ただひとりの“存在”・松川八州雄 07/5/20 ノート <2007年(平19)>
 ただひとりの“存在”・松川八州雄 07/5/20 ノート

 “ただひとりの”と銘うつのだが、大した訳はない。ただ、畏敬の人であり、盟友、黒木和雄とも小川紳介ともひと味違った“心の友”として、一生をともにしてきたという実感からである。では、酒をしばしば酌みかわしたり、映画論を倦まずにに語りあう仲であったかといえば、そうでもない。私は水俣にいる事が多く、必要な時しか会わなかったからだ。
 私の友人グル-プは、いわゆる“青の会”や、羽仁進、時枝俊江、工藤充(プロデューサーで羽田澄子の同伴者)、そして先輩カメラマン瀬川順一といった岩波映画の人脈である。フリーの松川は“遠い存在”だった。が、作品を見て、彼を天性の美意識を持つ者とし、そして畏敬した。絵(コンテ)は玄人はだし、本の装丁(未来社など)も仕事にした。“好きこそものの上手なれ”というか、映画の枠に納まらない自由な美意識に、私は一目も二目も置いてきた。

 時に作品の完成試写に呼ばれた。そんな機会には忌憚なく感想を述べた。学生運動の同時代の仲間意識からか、気安さがあった。彼の人柄もそうだった。
 忘れもしない『不安な質問』の試写後、私は彼に賛意をこめて、「(長かったろうに)よくも短く切れましたね…』と言うと、彼は「みんなからは長い、長いと言われたが、それが分かってくれて、嬉しい…」という。
 彼はそれなりに苦労したのだと私は思った。どうやら映画の母体である「たまごの会」の仲間うちでは、「…やはり長すぎる」とか「分りにくい」という批判もあったようだ。

________________________________________

課題内容
松川八州雄を回想する文章から、「私の友人グル-プは、いわゆる」から「てくれて、嬉しい…」という。」までを両端も含めて一字一句たがえずに書き写せ。

________________________________________

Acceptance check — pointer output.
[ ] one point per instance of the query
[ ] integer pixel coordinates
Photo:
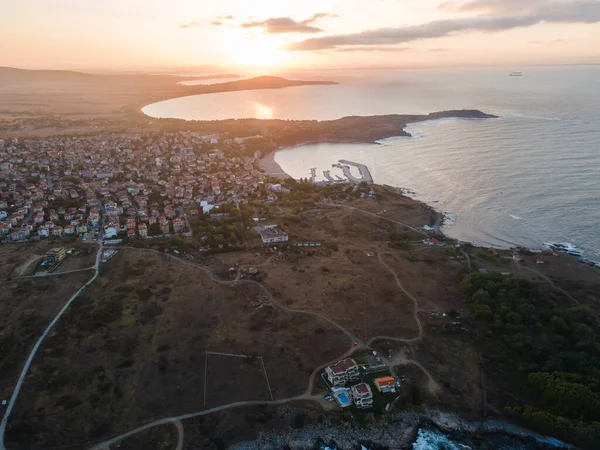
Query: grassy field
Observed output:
(154, 337)
(133, 348)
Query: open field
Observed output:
(132, 348)
(154, 337)
(26, 307)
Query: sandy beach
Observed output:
(270, 166)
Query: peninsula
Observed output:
(47, 102)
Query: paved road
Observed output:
(433, 386)
(380, 217)
(15, 394)
(53, 274)
(179, 427)
(262, 287)
(415, 310)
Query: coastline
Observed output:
(273, 169)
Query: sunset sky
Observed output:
(153, 34)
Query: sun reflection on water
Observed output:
(263, 111)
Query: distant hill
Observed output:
(11, 73)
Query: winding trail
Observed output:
(179, 427)
(433, 386)
(263, 288)
(17, 390)
(54, 274)
(307, 395)
(379, 217)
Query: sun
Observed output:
(256, 51)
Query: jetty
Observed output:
(327, 174)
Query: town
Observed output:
(131, 186)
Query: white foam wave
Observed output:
(434, 440)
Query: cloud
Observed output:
(548, 11)
(191, 25)
(280, 25)
(216, 22)
(373, 48)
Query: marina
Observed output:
(344, 165)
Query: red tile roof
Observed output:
(362, 388)
(343, 365)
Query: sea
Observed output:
(529, 178)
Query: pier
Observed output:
(327, 174)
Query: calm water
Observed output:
(531, 177)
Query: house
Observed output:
(5, 228)
(342, 372)
(385, 384)
(271, 234)
(362, 396)
(56, 254)
(111, 231)
(178, 225)
(164, 225)
(143, 230)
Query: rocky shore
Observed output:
(406, 430)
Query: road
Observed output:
(53, 274)
(17, 390)
(262, 287)
(380, 217)
(415, 309)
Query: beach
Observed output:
(271, 168)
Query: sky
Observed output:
(271, 35)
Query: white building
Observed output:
(362, 396)
(342, 372)
(271, 234)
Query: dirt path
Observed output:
(378, 216)
(179, 427)
(17, 390)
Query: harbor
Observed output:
(345, 166)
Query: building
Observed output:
(385, 385)
(362, 396)
(271, 234)
(56, 254)
(342, 372)
(343, 398)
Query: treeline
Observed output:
(544, 349)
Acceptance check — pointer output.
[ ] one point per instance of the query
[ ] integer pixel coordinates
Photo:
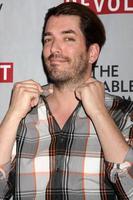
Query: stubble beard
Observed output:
(70, 77)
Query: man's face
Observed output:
(65, 53)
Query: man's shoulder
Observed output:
(116, 103)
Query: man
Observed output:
(73, 140)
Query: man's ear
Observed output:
(93, 53)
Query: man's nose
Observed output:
(55, 47)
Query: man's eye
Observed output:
(69, 39)
(46, 40)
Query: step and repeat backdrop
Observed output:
(21, 25)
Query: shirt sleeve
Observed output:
(4, 174)
(121, 174)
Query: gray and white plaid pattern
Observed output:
(67, 164)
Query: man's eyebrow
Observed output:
(47, 34)
(69, 32)
(62, 32)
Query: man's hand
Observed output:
(25, 96)
(91, 93)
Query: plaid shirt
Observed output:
(68, 164)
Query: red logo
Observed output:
(107, 6)
(6, 72)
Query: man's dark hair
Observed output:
(90, 24)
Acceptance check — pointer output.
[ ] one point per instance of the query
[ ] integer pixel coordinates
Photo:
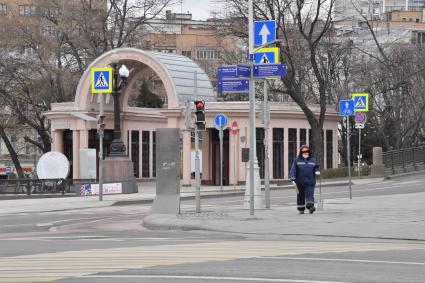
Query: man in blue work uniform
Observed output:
(303, 175)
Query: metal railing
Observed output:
(37, 186)
(404, 160)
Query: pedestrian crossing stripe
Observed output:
(361, 102)
(49, 267)
(101, 79)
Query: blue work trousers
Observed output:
(305, 198)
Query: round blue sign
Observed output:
(220, 120)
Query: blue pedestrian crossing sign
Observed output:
(220, 120)
(101, 80)
(267, 56)
(361, 102)
(264, 32)
(346, 107)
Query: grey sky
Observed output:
(200, 9)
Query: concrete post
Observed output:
(186, 158)
(377, 168)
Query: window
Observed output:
(187, 53)
(261, 153)
(27, 10)
(278, 164)
(292, 147)
(3, 9)
(208, 54)
(135, 152)
(329, 149)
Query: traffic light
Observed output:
(200, 115)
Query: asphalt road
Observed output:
(110, 245)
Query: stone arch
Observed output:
(175, 72)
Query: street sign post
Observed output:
(101, 80)
(264, 32)
(235, 130)
(268, 55)
(269, 71)
(220, 121)
(233, 86)
(361, 102)
(346, 107)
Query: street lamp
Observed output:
(120, 77)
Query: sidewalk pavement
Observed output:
(380, 217)
(146, 195)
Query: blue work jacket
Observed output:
(303, 171)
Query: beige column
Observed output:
(140, 154)
(151, 169)
(57, 142)
(270, 145)
(206, 156)
(286, 164)
(84, 139)
(186, 158)
(324, 150)
(75, 154)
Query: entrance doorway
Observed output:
(215, 158)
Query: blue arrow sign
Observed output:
(220, 120)
(233, 72)
(265, 58)
(269, 71)
(233, 86)
(346, 107)
(264, 32)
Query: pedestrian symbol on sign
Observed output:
(101, 81)
(265, 60)
(360, 103)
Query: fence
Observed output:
(37, 186)
(404, 160)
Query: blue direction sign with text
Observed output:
(233, 86)
(233, 72)
(220, 120)
(269, 71)
(264, 32)
(346, 107)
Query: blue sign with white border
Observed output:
(233, 86)
(264, 32)
(346, 107)
(269, 71)
(220, 120)
(233, 72)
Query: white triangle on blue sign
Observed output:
(101, 81)
(360, 103)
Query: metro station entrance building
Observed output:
(288, 129)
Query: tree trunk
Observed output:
(14, 157)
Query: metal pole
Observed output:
(197, 173)
(266, 146)
(359, 157)
(221, 158)
(348, 155)
(101, 133)
(197, 161)
(251, 106)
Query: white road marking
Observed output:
(212, 278)
(346, 260)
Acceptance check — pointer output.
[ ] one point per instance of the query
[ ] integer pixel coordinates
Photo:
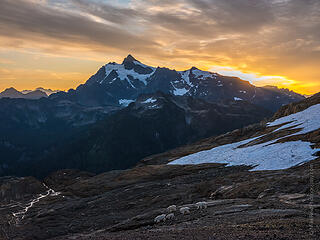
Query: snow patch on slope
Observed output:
(308, 120)
(269, 155)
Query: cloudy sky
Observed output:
(60, 43)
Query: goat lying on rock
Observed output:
(160, 218)
(170, 216)
(201, 205)
(185, 210)
(172, 208)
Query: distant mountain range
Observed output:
(124, 113)
(119, 84)
(27, 94)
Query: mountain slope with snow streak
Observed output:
(272, 154)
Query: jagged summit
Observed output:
(129, 58)
(116, 83)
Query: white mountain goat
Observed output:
(201, 205)
(185, 210)
(170, 216)
(160, 218)
(172, 208)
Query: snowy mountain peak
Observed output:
(115, 83)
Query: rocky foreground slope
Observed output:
(242, 203)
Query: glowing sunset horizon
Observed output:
(60, 44)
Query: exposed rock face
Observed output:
(123, 204)
(286, 131)
(13, 93)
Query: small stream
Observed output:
(21, 214)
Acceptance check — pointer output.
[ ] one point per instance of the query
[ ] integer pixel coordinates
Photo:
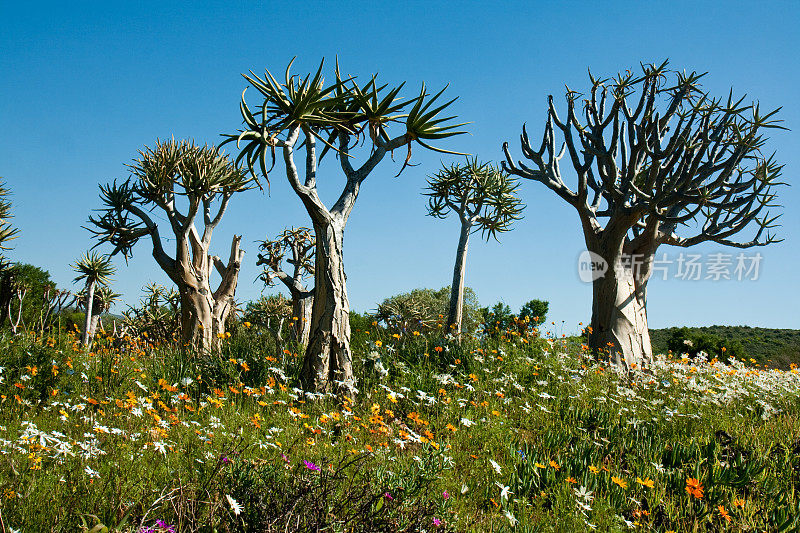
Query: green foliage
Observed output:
(499, 319)
(777, 348)
(475, 435)
(424, 310)
(535, 311)
(692, 342)
(480, 194)
(7, 231)
(38, 285)
(341, 108)
(171, 169)
(94, 268)
(156, 316)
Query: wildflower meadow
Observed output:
(509, 432)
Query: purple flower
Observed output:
(165, 527)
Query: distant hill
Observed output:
(777, 348)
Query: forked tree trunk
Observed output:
(456, 312)
(87, 324)
(203, 312)
(328, 362)
(301, 314)
(619, 311)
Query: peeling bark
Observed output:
(328, 363)
(203, 312)
(87, 324)
(619, 311)
(456, 311)
(301, 314)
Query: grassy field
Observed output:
(519, 433)
(778, 348)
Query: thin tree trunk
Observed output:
(93, 327)
(198, 327)
(456, 311)
(619, 312)
(328, 362)
(301, 314)
(203, 312)
(6, 295)
(87, 325)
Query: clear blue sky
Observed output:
(84, 85)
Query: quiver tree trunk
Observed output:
(302, 305)
(456, 312)
(87, 324)
(203, 312)
(328, 361)
(93, 327)
(619, 311)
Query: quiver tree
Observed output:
(658, 161)
(96, 270)
(485, 199)
(7, 231)
(296, 115)
(203, 180)
(104, 298)
(300, 245)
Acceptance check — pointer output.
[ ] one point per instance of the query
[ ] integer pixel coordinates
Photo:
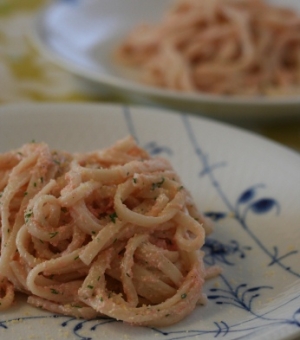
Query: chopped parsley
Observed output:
(158, 184)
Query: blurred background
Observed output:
(27, 76)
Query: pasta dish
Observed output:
(229, 47)
(111, 232)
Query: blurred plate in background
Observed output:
(81, 36)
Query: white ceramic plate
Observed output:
(249, 185)
(81, 36)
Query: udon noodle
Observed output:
(234, 47)
(106, 233)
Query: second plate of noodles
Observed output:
(230, 59)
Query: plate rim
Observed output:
(20, 107)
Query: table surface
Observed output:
(26, 76)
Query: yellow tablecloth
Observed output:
(25, 75)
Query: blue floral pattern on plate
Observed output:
(236, 296)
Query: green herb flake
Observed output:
(157, 184)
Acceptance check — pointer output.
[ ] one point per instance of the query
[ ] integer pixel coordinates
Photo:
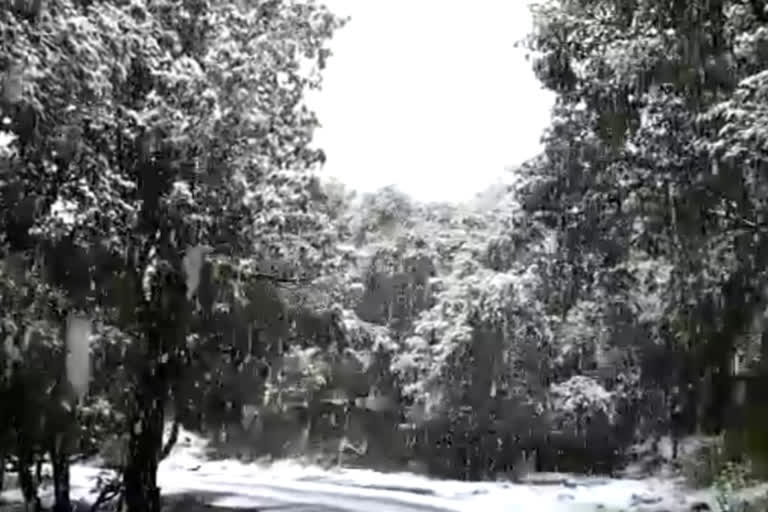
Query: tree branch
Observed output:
(171, 442)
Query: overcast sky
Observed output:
(430, 95)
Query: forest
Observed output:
(172, 255)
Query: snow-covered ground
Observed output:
(238, 485)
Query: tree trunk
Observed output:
(26, 480)
(141, 491)
(60, 462)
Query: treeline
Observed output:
(160, 205)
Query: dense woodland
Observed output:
(172, 254)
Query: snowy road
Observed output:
(228, 485)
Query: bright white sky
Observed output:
(430, 95)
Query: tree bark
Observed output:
(140, 479)
(60, 460)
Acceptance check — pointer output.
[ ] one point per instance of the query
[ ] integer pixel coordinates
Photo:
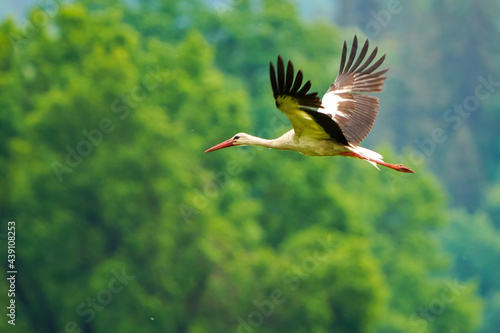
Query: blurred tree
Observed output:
(124, 224)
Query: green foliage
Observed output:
(125, 225)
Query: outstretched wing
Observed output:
(354, 112)
(300, 106)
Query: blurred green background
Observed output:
(124, 225)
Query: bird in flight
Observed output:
(334, 125)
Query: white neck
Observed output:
(284, 142)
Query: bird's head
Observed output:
(239, 139)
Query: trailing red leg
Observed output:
(397, 167)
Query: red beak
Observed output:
(225, 144)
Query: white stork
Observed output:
(334, 125)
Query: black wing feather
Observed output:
(284, 87)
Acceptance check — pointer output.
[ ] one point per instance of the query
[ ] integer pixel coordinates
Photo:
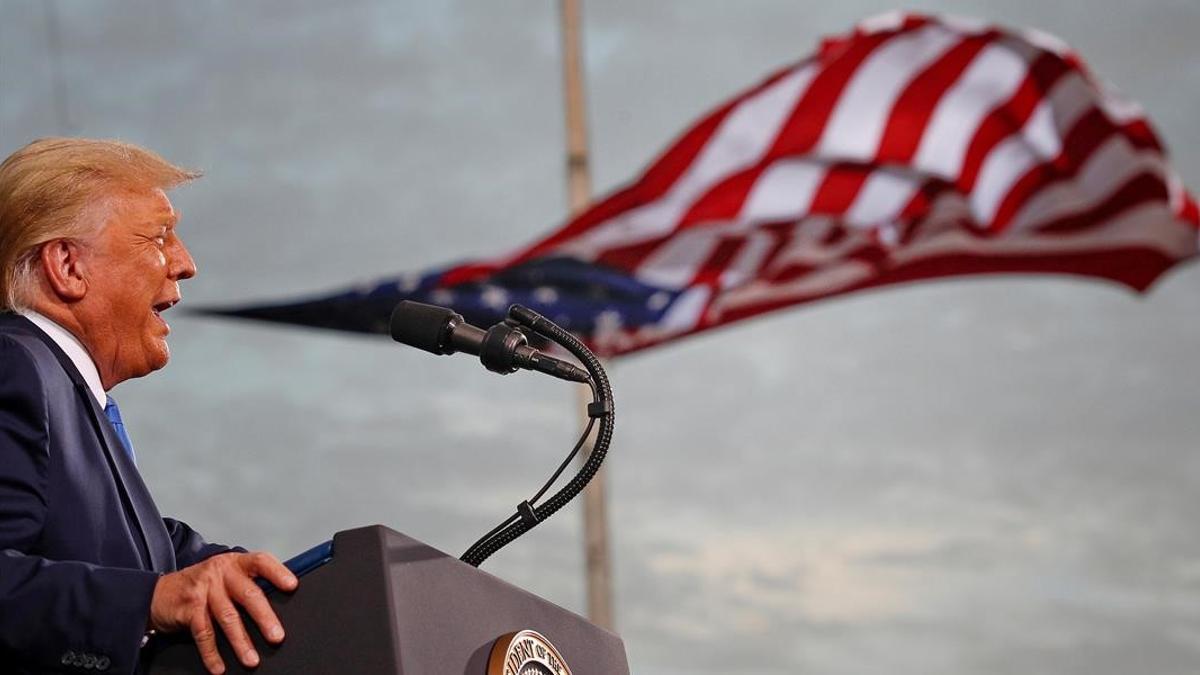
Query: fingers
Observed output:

________________________________________

解答
私の友人グル-プは、いわゆる“青の会”や、羽仁進、時枝俊江、工藤充(プロデューサーで羽田澄子の同伴者)、そして先輩カメラマン瀬川順一といった岩波映画の人脈である。フリーの松川は“遠い存在”だった。が、作品を見て、彼を天性の美意識を持つ者とし、そして畏敬した。絵(コンテ)は玄人はだし、本の装丁(未来社など)も仕事にした。“好きこそものの上手なれ”というか、映画の枠に納まらない自由な美意識に、私は一目も二目も置いてきた。

 時に作品の完成試写に呼ばれた。そんな機会には忌憚なく感想を述べた。学生運動の同時代の仲間意識からか、気安さがあった。彼の人柄もそうだった。
 忘れもしない『不安な質問』の試写後、私は彼に賛意をこめて、「(長かったろうに)よくも短く切れましたね…』と言うと、彼は「みんなからは長い、長いと言われたが、それが分かってくれて、嬉しい…」という。